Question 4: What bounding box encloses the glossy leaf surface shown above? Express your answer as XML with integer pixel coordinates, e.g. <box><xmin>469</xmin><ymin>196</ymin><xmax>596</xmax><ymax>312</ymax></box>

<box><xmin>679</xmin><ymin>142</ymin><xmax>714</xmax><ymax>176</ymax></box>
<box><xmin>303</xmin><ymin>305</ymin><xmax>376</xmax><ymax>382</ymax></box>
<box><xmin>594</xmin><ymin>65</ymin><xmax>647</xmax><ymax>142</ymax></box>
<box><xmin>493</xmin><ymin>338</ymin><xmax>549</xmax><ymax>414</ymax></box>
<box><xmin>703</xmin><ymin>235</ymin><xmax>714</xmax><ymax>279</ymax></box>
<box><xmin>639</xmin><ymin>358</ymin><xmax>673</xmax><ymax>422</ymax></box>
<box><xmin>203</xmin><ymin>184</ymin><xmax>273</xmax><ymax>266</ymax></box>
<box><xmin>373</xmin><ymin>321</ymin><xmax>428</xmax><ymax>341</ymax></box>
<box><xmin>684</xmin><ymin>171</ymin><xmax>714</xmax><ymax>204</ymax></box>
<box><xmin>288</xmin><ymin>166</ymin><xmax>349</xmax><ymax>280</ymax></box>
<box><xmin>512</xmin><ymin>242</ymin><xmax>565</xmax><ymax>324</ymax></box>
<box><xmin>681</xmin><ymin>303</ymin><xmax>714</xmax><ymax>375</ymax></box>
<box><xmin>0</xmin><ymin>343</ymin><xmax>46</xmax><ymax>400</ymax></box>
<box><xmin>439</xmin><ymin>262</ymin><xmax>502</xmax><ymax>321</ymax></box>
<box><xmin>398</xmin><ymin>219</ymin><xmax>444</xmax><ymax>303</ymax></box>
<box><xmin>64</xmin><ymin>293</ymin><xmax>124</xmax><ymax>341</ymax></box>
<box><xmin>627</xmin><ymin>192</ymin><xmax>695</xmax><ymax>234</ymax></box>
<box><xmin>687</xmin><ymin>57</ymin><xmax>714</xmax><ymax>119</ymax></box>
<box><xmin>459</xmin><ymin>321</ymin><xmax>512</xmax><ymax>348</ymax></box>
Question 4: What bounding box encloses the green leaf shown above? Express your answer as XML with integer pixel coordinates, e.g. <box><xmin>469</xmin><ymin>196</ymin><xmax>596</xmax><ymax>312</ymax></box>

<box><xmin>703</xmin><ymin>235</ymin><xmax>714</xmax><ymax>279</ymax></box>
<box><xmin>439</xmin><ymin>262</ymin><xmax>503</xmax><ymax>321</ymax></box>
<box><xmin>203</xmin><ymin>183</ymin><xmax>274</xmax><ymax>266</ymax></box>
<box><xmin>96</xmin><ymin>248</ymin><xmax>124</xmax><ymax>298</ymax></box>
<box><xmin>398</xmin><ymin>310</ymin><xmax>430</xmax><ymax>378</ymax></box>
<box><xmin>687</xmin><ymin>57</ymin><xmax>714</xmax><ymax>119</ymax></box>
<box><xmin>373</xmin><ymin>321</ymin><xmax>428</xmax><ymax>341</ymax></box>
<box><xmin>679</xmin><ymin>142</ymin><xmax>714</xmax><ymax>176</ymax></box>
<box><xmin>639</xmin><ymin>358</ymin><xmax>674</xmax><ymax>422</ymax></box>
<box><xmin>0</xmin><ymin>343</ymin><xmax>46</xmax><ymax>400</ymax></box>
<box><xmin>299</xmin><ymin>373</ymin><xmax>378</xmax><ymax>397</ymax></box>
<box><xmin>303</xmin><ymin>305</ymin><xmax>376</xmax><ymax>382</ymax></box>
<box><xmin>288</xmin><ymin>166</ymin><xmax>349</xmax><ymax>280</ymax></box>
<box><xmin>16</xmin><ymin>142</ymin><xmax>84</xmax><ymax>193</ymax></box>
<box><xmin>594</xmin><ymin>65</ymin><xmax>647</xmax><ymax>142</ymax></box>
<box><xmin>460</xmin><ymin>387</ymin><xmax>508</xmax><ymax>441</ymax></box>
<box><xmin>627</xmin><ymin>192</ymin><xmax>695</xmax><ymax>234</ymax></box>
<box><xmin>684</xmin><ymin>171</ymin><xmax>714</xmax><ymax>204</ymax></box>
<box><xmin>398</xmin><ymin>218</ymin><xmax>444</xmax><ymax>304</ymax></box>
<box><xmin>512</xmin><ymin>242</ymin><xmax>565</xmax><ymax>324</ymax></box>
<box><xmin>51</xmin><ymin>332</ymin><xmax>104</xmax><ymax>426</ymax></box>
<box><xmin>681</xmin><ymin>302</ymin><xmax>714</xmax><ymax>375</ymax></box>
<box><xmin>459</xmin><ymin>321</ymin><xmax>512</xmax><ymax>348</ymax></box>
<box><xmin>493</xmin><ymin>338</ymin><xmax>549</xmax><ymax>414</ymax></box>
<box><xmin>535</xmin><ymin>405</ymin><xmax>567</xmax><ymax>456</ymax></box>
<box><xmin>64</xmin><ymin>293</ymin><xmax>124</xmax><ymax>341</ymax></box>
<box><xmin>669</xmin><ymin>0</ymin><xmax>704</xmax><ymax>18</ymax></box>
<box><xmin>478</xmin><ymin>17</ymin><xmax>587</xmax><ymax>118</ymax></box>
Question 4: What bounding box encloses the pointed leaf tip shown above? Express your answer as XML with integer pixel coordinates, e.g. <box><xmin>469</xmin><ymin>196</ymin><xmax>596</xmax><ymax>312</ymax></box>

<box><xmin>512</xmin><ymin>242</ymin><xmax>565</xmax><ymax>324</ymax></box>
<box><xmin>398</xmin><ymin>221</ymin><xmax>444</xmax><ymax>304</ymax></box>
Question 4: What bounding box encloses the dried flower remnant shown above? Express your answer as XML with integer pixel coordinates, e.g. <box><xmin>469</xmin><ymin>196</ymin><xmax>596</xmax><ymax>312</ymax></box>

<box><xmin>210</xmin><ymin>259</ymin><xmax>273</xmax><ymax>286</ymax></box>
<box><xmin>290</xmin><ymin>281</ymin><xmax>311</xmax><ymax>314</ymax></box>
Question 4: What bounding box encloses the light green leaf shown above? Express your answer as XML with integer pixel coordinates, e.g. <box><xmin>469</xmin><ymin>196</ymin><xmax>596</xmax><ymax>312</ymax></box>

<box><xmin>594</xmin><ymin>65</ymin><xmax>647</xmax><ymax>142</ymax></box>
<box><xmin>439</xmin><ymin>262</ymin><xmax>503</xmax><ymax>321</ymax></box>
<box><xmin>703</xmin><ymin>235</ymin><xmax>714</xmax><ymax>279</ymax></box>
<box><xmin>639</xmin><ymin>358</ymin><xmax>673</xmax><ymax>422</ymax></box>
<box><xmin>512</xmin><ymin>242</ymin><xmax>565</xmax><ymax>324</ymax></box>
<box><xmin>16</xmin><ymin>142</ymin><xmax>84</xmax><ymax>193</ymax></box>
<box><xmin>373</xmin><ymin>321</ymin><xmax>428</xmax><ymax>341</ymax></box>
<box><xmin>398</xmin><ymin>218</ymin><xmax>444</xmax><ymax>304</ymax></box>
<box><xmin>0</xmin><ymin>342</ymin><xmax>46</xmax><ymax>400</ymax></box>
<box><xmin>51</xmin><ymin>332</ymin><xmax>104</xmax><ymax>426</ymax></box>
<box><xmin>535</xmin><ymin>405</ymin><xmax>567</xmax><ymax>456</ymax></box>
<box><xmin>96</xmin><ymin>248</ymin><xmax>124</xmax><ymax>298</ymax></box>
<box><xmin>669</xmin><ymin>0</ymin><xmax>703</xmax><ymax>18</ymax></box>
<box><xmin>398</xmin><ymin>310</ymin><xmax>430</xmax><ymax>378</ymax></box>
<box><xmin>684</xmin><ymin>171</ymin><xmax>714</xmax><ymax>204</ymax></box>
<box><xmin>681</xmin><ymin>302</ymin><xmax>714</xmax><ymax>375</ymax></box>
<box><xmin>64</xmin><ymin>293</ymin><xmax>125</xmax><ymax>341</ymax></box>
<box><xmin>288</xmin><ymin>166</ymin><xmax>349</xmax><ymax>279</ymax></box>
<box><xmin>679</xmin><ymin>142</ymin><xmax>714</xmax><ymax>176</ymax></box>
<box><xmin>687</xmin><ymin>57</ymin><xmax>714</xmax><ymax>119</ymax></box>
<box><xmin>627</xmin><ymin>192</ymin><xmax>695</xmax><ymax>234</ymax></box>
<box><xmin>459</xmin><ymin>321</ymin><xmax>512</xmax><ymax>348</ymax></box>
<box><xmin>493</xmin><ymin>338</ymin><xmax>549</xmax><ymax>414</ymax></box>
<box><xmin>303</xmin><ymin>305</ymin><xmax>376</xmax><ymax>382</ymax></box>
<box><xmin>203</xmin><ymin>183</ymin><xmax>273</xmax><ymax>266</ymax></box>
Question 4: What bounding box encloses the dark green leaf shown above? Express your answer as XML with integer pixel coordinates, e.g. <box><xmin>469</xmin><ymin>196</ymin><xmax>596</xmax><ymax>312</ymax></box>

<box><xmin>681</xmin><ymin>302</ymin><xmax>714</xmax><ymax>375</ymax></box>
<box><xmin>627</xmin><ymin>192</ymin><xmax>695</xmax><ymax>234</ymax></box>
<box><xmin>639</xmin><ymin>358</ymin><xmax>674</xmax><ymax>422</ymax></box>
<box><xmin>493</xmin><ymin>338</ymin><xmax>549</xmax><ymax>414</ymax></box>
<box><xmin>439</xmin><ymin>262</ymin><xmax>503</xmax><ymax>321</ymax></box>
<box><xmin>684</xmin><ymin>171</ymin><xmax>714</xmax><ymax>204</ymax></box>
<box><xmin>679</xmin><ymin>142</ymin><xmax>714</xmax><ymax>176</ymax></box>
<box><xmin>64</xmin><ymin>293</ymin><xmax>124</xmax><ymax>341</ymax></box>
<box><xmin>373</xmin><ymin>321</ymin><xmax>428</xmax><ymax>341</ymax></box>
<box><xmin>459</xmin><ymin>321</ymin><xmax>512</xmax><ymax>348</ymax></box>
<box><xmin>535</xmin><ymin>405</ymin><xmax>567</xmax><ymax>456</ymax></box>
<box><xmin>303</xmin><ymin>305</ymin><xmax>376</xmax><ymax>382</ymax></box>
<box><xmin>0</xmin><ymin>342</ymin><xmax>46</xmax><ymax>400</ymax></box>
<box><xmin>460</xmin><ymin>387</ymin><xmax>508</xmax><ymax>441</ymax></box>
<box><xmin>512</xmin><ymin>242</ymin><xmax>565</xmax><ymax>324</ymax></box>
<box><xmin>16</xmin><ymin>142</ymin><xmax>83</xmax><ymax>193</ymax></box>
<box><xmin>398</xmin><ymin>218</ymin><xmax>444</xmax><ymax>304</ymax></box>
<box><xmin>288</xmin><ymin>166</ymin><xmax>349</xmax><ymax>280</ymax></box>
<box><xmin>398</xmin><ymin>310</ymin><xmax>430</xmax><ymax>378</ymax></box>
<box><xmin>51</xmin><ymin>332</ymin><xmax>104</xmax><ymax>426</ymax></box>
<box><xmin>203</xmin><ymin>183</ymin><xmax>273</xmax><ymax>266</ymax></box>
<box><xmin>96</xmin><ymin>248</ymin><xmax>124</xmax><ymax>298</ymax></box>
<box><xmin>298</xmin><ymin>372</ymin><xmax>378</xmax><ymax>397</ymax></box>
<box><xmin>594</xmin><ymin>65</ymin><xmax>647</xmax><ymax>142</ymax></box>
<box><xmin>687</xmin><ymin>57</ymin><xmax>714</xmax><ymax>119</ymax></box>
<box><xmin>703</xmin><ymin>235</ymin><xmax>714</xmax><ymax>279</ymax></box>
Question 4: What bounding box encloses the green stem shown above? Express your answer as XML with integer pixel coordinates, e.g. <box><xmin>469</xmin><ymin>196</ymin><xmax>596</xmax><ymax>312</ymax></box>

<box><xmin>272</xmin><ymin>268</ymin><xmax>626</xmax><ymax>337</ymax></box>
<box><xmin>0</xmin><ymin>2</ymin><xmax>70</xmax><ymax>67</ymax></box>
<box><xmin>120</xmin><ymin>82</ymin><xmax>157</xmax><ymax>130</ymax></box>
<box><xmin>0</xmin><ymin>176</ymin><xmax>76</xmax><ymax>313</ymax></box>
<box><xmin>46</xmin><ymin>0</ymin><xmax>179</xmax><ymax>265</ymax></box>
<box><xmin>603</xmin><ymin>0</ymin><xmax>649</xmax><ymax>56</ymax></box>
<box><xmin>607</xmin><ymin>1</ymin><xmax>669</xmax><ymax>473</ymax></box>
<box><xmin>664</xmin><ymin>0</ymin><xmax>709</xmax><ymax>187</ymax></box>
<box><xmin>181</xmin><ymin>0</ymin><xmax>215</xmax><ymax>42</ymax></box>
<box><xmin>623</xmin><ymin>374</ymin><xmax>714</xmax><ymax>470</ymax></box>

■ DIRECTIONS FOR THIS TASK:
Starting at the line with "Question 4: What bounding box encloses the green stem", restate every line word for word through the end of the listing above.

■ OUTPUT FOR THIS TASK:
Question 4: What bounding box encloses the green stem shown above? Express your answer as XML with integer pixel coordinates, e.g. <box><xmin>469</xmin><ymin>196</ymin><xmax>596</xmax><ymax>312</ymax></box>

<box><xmin>272</xmin><ymin>268</ymin><xmax>626</xmax><ymax>337</ymax></box>
<box><xmin>0</xmin><ymin>2</ymin><xmax>70</xmax><ymax>67</ymax></box>
<box><xmin>120</xmin><ymin>82</ymin><xmax>157</xmax><ymax>130</ymax></box>
<box><xmin>0</xmin><ymin>176</ymin><xmax>76</xmax><ymax>313</ymax></box>
<box><xmin>46</xmin><ymin>0</ymin><xmax>179</xmax><ymax>265</ymax></box>
<box><xmin>603</xmin><ymin>0</ymin><xmax>649</xmax><ymax>56</ymax></box>
<box><xmin>607</xmin><ymin>1</ymin><xmax>669</xmax><ymax>473</ymax></box>
<box><xmin>664</xmin><ymin>0</ymin><xmax>709</xmax><ymax>187</ymax></box>
<box><xmin>181</xmin><ymin>0</ymin><xmax>215</xmax><ymax>42</ymax></box>
<box><xmin>623</xmin><ymin>374</ymin><xmax>714</xmax><ymax>470</ymax></box>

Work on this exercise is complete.